::: Exercise input
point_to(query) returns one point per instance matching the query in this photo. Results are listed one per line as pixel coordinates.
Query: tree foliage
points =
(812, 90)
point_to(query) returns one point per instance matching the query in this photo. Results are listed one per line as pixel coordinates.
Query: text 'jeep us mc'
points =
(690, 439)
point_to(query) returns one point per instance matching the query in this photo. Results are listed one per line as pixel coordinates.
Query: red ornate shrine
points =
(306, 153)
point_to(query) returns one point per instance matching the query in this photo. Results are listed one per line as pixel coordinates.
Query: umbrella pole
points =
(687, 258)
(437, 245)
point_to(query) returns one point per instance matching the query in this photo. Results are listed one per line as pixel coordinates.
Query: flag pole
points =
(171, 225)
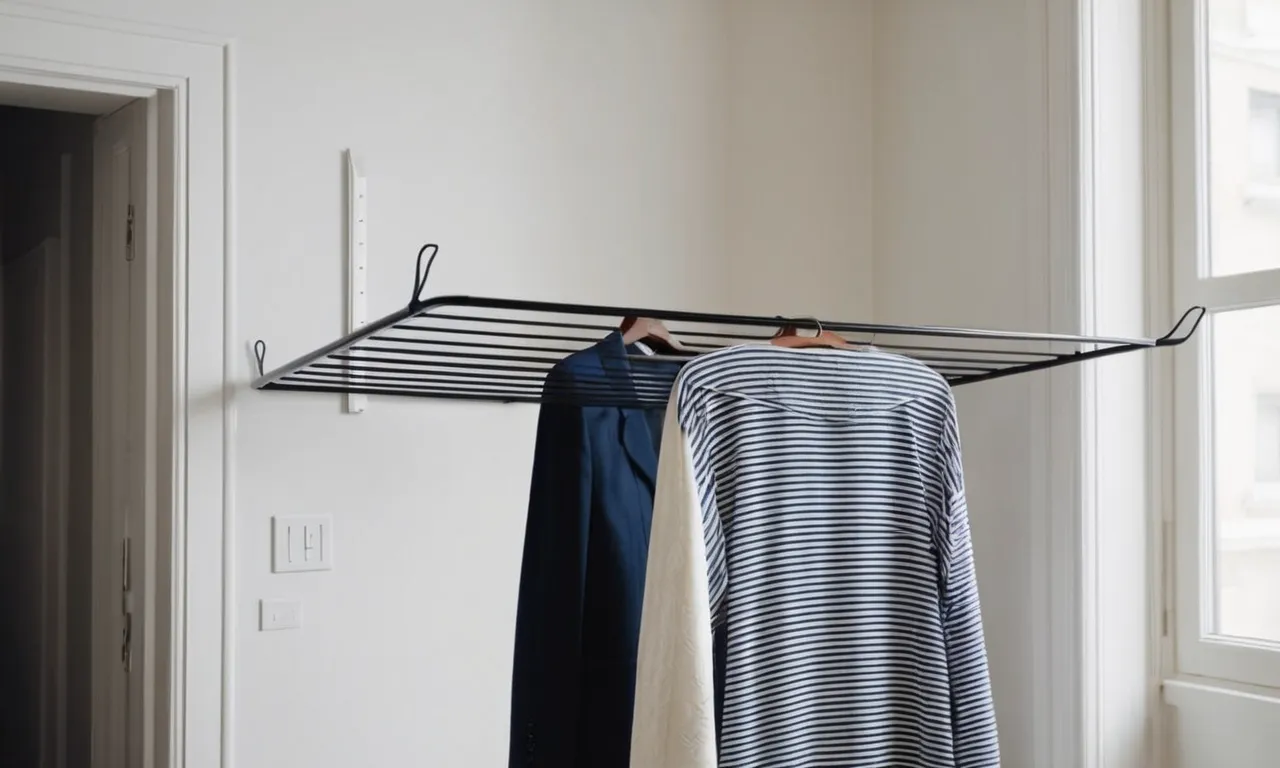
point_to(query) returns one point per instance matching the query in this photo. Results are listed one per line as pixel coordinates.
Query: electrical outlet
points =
(279, 615)
(301, 543)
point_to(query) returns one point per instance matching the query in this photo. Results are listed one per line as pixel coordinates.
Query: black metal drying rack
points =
(466, 347)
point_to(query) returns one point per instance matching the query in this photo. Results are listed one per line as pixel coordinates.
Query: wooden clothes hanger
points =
(789, 336)
(652, 332)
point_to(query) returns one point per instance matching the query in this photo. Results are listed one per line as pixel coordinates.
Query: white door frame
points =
(193, 622)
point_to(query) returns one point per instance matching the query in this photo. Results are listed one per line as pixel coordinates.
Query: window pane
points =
(1246, 483)
(1243, 105)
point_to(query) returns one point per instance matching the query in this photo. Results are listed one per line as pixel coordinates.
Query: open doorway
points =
(160, 406)
(73, 306)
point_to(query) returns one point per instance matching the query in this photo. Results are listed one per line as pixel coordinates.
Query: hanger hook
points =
(420, 274)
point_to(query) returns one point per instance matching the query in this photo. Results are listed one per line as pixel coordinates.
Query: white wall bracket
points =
(357, 270)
::::::
§ What needs to be done
Count the lines in the data above that contain the word "white", and reply with the number alone.

§ The result
2